# Your goal
Can the data below be echoed back word for word?

# Material
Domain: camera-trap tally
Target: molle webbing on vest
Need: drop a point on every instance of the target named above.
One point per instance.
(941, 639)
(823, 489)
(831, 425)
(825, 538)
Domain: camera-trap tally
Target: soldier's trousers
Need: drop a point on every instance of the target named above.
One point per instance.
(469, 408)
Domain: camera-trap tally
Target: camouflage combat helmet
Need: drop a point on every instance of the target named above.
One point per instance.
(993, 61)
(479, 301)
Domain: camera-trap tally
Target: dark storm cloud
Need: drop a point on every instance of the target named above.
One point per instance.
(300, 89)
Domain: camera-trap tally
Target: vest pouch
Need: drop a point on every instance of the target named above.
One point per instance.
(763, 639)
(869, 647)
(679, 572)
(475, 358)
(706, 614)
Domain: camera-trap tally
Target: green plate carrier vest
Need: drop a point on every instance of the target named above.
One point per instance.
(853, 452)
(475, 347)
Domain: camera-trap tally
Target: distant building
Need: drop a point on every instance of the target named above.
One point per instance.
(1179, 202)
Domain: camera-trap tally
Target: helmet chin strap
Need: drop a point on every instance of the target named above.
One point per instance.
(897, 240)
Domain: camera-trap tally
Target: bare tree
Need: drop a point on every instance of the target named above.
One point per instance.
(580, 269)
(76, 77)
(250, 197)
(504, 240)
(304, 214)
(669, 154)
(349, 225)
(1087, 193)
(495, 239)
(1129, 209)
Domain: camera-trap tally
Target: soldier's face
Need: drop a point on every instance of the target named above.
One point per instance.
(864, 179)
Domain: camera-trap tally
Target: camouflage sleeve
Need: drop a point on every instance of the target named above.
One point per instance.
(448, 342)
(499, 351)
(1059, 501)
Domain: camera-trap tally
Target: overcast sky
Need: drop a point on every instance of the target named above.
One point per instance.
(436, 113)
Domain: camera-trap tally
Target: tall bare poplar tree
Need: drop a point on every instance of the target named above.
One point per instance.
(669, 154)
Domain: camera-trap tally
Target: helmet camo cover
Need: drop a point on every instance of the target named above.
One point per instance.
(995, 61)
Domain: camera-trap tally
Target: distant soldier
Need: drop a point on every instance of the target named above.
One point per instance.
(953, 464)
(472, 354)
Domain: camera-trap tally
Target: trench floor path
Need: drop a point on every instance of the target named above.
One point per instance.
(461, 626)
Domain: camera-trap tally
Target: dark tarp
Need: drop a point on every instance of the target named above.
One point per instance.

# Correct answer
Domain: camera-trap tally
Target: molle webbing on vest
Need: drop a point on every instance of the target named above.
One point per instance.
(941, 639)
(823, 489)
(831, 425)
(825, 538)
Domain: camera-trap tally
Target: soldier's trousers
Need: drop a point on every instance of the target named above.
One point per instance.
(469, 408)
Domain: camera-trap tally
Target: camouflage combat helmet
Need: drop a point on every instance of the target named above.
One point per instance.
(993, 61)
(479, 301)
Domain: camera-trap tally
Target: dark storm cloud
Need: drop a point on every instance of the target named above.
One point per instance.
(300, 89)
Domain: camera-trap tally
Target: vest pouch
Need: drop a point on every instance of the target named above.
One point per instance.
(763, 639)
(869, 647)
(679, 572)
(475, 358)
(706, 614)
Domain: camera-trap tally
Target: green plate carrier vest
Need: drop a point on every instance of the target named above.
One point per instance.
(853, 452)
(475, 347)
Domain: camera-trap tally
Target: distant building
Need: drop a point on every instance of the target named above.
One point per instance.
(1179, 202)
Domain: camera-trap tally
Target: helmet chin strap
Need: drop a point on every instance of the target named above.
One point per instance.
(897, 240)
Domain: camera-trap tally
Target: bare tree
Need: drop a point on every instance of the target named above.
One point per instance.
(580, 269)
(76, 77)
(250, 197)
(504, 240)
(304, 214)
(669, 154)
(349, 225)
(1087, 193)
(495, 239)
(1129, 209)
Domain: camera-trap tally
Target: soldier's face
Need: drop a point on every instance of the target named above.
One point per instance.
(864, 179)
Domain: camera-trap tally
Target: camouflage sleeve
Need: drop a point on every instance of the target named above.
One point per instance.
(448, 342)
(499, 351)
(1059, 501)
Domain: camera-trap tally
Target: overcast sky
Need: drop a point on every instance of the target named above.
One point per instance.
(436, 113)
Domain: camera-trap tally
Target: tall bare poplar tree
Need: drop a point on every instance of the target named above.
One point per instance.
(669, 154)
Domain: camera-trap tally
Target: helmet camo cover
Need: drop a point on every instance of the target named above.
One point per instance.
(995, 61)
Domain: camera-trap tally
Target: distant soldier
Need: drop a point on every instance of the target named above.
One point per instance.
(953, 464)
(472, 354)
Domain: camera-trap tally
Target: trench floor path
Need: drop a point on every instance of the target named above.
One point per instance.
(461, 626)
Domain: camera-trap tally
Target: dark tarp
Need: drop a point on every instance of the target named above.
One point per instance.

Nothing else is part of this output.